TASKS AND EXERCISES
• 1. Decide whether each statement agrees with the mailing-list reply on exemplar characters, giving yes or no and quoting the words from the reply that settle it. (a) The reply states that CLDR uses the correct orientation for apostrophes. (b) The writer is sure the combined Unicode character for {’n} should be recommended over the sequence. (c) The Breton example quoted in the reply includes an isolated {c}.
• 2. Go on writing the mailing-list reply on exemplar characters, starting after its final sentence.

PAGE EXCERPT
** BEGIN **
Re: Exemplar Characters

From: Mark Davis (mark.davis@icu-project.org)
Date: Mon Nov 14 2005 - 21:21:45 CST

  • Next message: David Starner: "Re: Some Missing Astrological Symbols"

    > For example, Breton has {ch} and {c'h} but no isolated {c}. ...

    CLDR uses the correct orientation for apostrophes. It also contains
    mapping information so that someone wanting to use or allow fallback
    characters such as the ASCII apostrophe can do so. So {c’h} would be
    used. (I assume that is the punctuation character, not the letter modifier.)

    > often with an apostrophe or single quote followed by Epsilon...
    Also would be covered by fallbacks, not encoded in CLDR data.

    > There are similar examples in other languages, like {’n} or {'n} for
    which there also exists a combined character in Unicode...
    This case I'm not so sure about. While there is a combined character in
    Unicode, I don't know that we should recommend its usage over the sequence.
** END **
EXTRACTED DATA
** BEGIN **
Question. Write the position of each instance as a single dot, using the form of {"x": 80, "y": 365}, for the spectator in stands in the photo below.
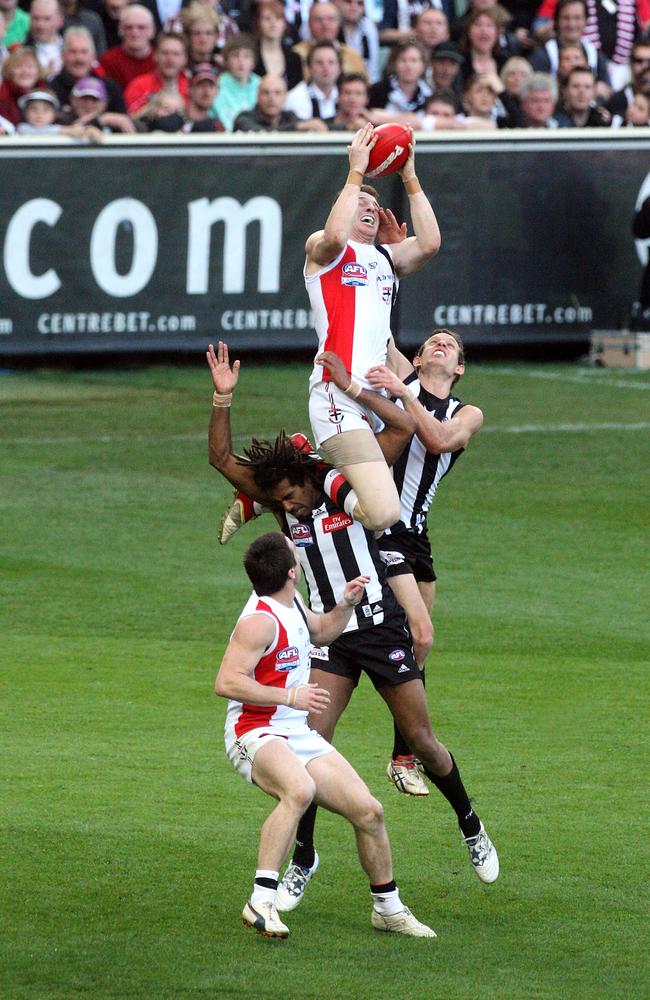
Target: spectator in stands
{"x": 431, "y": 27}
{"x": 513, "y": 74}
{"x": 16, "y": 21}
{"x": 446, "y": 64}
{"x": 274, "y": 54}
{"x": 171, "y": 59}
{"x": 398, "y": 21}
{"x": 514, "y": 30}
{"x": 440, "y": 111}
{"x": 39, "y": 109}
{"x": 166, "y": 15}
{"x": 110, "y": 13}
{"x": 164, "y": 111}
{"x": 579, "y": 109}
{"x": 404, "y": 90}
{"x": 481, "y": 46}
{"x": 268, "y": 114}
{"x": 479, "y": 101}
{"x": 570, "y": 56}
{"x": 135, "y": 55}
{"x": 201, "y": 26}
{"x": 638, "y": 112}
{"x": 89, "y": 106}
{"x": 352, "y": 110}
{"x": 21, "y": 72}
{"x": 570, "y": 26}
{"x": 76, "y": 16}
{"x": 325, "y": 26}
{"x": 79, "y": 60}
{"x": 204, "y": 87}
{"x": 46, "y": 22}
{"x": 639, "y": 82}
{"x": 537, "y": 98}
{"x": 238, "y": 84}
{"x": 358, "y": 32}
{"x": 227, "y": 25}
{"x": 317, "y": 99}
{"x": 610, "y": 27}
** END **
ANSWERS BELOW
• 1.
(a) Yes: "CLDR uses the correct orientation for apostrophes."
(b) No: "I don't know that we should recommend its usage over the sequence."
(c) No: "Breton has {ch} and {c'h} but no isolated {c}."

• 2.
    Philippe Verdy wrote:

    > From: "Mark Davis" <mark.davis@icu-project.org>
    >
    >> We use NFC for the exemplar character set. Any significant character
    >> sequence can be included as well. For example, one can have [a-h {ch}
    >> i-z], which indicates that {ch} is treated as a unit.
    >
    >
    > What about apostrophes? They are present in some sigraphs and
    > trigraphs for some languages.
    >
    > For example, Breton has {ch} and {c'h} but no isolated {c}. One
    > problem is: howcan we represent the various ways to encode the
    > apostrophe: {c'h} is frequent for Breton (using the ASCII single
    > quote), but the correct code should be {c’h} (using the upper-comma
    > apostrophe).
    >
    > How can we say that these two should be treated equivalently. May be
    > this one {c['’]h} ???
    >
    > Although the correct form should be with the apostrophe, the ASCII
    > quote is MUCH more frequent (also true for French and English, however
    > the apostrophe plays another role and they don't create unbreakable
    > digraphs/trigraphs like in Breton where the three characterssequence
    > is a SINGLE letter...)
    >
    > There are similar examples in other languages, like {’n} or {'n} for
    > which there also exists a combined character in Unicode...
    >
    > Also in Greek, {’Ε} is interpreted as capital Epsilon with tonos which
    > can also be found encoded as a spacing tonos character before the
    > capital letter {΄Ε} or often with an apostrophe or single quote
    > followed by Epsilon...
    >
    > Philippe.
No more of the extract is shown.